Task objective: Transcribe only the part of the listing below that begins at the line containing "Shelf-audit tool: tag the wood plank" and runs to its final line, keeping both ends.

Supplied material:
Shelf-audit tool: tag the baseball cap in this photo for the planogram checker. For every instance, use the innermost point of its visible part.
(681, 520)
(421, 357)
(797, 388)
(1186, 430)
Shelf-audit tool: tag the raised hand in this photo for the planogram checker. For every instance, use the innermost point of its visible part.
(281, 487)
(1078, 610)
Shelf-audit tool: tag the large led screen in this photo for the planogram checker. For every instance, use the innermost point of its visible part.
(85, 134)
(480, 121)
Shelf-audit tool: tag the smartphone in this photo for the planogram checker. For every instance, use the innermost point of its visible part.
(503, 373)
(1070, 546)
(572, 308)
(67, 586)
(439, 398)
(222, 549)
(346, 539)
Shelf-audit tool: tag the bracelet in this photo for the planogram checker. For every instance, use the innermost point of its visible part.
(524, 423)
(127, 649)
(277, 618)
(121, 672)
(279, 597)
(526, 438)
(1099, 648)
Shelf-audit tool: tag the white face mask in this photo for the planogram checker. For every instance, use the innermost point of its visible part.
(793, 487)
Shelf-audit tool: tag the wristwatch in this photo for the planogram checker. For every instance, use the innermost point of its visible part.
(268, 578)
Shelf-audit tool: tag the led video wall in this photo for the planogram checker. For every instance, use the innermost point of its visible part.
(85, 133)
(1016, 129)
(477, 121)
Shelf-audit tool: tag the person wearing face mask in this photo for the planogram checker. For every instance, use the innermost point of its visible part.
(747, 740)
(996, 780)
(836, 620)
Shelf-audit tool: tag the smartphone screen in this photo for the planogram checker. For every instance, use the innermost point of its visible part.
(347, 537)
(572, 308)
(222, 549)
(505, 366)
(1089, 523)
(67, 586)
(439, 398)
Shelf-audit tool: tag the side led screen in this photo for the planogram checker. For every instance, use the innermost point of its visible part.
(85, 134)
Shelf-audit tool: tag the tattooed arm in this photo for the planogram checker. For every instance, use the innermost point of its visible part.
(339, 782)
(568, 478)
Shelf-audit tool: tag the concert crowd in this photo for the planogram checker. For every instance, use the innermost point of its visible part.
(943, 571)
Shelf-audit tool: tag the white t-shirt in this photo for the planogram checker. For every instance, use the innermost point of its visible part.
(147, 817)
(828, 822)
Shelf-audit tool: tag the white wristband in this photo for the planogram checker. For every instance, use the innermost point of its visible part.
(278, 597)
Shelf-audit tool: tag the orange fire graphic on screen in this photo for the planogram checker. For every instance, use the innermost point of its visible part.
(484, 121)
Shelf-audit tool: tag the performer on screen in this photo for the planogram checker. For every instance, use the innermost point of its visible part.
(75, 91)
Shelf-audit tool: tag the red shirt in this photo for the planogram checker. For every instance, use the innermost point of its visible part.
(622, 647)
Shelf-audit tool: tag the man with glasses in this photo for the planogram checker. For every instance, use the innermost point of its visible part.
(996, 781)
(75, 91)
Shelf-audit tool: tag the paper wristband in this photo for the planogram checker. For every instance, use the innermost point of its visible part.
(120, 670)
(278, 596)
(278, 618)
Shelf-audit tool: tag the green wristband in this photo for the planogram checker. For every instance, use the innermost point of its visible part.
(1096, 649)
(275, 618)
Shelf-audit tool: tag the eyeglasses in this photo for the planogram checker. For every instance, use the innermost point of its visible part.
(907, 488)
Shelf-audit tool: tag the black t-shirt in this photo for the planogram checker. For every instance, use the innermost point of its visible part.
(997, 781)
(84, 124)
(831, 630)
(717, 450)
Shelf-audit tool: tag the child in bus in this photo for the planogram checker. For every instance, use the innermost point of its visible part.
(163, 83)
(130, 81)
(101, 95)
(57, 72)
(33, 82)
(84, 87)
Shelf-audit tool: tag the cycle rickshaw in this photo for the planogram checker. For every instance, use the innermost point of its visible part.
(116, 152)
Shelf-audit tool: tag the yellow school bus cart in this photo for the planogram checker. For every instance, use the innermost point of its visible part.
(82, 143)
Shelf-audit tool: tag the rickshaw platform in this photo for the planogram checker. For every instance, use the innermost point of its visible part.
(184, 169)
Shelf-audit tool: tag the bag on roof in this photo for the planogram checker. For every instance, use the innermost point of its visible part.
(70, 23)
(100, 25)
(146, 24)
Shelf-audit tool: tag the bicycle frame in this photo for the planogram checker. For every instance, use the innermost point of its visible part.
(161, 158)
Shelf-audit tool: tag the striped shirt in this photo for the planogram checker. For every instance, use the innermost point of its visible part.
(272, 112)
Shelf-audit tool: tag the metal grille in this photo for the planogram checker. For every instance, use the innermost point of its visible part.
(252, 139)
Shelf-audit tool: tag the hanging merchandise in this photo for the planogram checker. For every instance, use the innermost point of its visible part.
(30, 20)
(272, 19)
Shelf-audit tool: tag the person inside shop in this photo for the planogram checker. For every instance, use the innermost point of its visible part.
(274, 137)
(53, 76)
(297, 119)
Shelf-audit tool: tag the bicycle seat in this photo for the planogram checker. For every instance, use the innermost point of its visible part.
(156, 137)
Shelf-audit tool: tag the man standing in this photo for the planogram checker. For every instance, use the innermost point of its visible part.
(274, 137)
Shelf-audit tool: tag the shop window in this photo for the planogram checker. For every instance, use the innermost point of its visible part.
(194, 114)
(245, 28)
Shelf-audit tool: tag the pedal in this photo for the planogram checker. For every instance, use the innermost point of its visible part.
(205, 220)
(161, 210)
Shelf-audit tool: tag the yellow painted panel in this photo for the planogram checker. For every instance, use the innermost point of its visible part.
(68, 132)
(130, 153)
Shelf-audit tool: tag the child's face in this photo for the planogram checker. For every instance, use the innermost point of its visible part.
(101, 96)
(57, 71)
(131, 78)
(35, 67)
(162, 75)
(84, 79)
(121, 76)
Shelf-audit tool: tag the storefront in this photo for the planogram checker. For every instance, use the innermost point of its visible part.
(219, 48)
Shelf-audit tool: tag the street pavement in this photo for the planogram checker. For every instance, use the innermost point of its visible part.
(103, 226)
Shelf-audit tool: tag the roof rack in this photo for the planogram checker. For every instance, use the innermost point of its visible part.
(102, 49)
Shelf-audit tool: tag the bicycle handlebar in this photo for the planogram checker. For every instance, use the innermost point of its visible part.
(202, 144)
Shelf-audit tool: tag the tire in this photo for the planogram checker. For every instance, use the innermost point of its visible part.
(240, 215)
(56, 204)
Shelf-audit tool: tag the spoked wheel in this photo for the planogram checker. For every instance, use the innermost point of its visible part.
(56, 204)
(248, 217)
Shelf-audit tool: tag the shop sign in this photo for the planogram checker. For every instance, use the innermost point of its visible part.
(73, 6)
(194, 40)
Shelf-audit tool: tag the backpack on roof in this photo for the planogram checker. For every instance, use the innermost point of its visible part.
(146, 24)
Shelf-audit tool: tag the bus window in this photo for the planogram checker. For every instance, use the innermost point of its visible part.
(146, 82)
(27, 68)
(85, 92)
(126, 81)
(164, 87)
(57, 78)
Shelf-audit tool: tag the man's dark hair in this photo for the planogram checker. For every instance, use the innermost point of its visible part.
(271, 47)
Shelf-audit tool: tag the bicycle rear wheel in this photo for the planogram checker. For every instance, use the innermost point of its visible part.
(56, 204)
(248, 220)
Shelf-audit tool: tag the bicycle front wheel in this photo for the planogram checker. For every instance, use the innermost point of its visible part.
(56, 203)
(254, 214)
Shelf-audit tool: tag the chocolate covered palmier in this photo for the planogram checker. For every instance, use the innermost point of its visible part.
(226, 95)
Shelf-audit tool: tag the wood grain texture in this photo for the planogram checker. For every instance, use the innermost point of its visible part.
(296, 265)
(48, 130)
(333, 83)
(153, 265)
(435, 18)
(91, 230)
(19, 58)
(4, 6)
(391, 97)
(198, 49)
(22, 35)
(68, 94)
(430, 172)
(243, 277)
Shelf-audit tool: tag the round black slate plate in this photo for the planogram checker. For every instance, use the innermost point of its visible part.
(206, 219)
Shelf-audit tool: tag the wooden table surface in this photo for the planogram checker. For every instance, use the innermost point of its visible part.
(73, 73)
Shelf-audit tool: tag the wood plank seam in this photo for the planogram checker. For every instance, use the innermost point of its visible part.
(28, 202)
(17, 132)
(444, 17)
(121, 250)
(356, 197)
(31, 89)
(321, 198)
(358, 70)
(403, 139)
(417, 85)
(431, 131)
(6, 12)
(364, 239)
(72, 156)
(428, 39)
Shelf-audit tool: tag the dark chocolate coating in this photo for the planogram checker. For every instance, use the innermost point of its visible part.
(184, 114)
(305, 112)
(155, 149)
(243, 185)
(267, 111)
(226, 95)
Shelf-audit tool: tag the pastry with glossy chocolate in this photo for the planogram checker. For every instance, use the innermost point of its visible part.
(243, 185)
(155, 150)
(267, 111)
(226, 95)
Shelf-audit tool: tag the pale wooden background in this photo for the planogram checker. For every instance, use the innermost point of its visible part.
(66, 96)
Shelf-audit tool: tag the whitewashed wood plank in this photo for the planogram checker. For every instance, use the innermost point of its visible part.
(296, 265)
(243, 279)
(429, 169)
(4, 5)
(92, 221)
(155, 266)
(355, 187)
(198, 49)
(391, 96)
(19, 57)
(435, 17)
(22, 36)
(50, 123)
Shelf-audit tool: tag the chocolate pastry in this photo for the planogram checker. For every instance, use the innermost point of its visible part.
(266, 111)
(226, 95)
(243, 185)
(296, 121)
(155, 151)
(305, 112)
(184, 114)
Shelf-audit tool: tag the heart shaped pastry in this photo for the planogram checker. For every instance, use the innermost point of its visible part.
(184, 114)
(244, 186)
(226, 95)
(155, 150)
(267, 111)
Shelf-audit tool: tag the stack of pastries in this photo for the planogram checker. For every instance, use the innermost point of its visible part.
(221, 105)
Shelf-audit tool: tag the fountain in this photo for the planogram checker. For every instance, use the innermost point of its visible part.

Solved exercise:
Shelf-audit tool: tag the wood plank seam in this photo for the planogram checker. For every instance, use the innermost point of its visible part.
(28, 202)
(17, 132)
(444, 17)
(121, 250)
(356, 197)
(31, 89)
(321, 198)
(358, 70)
(403, 139)
(417, 85)
(431, 131)
(6, 12)
(364, 239)
(72, 156)
(428, 39)
Shelf-audit tool: tag the dark chocolate coating in this photo for the planogram checker. For every instance, use the innermost point of its visible part.
(184, 114)
(305, 112)
(155, 149)
(243, 185)
(267, 111)
(226, 95)
Shelf-audit tool: tag the pastry with glossy chocolate in this photo for the planogram checker. For every instance, use the innermost point of its visible part.
(243, 185)
(155, 150)
(267, 111)
(226, 95)
Shelf-audit tool: tag the pale wooden background in this photo for the planogram checker. For every instance, use the innermost point of its visible part.
(66, 96)
Shelf-audit tool: tag the whitewashed wood plank in this photo for the planogram checker. For every instance, use the innermost point of its visible part.
(296, 265)
(243, 279)
(429, 169)
(4, 5)
(92, 221)
(155, 266)
(355, 187)
(198, 49)
(391, 96)
(19, 57)
(435, 17)
(22, 36)
(50, 123)
Shelf-audit tool: tag the chocolate pastry in this photo for the planogram checker. For every instance, use the innermost point of its visible part.
(266, 111)
(226, 95)
(243, 185)
(296, 121)
(155, 151)
(305, 112)
(184, 114)
Shelf-audit tool: tag the heart shaped pastry in this photo for the planogram checker. For every instance, use the innermost point of its visible part.
(184, 114)
(244, 186)
(226, 95)
(155, 150)
(267, 111)
Shelf-audit tool: tag the stack of pastries in this photo for the planogram checker. For every instance, use the innermost point of its visible part.
(221, 105)
Shelf-audit tool: tag the fountain in this photo for the planogram checker. For every instance, use the innermost point of its visible part.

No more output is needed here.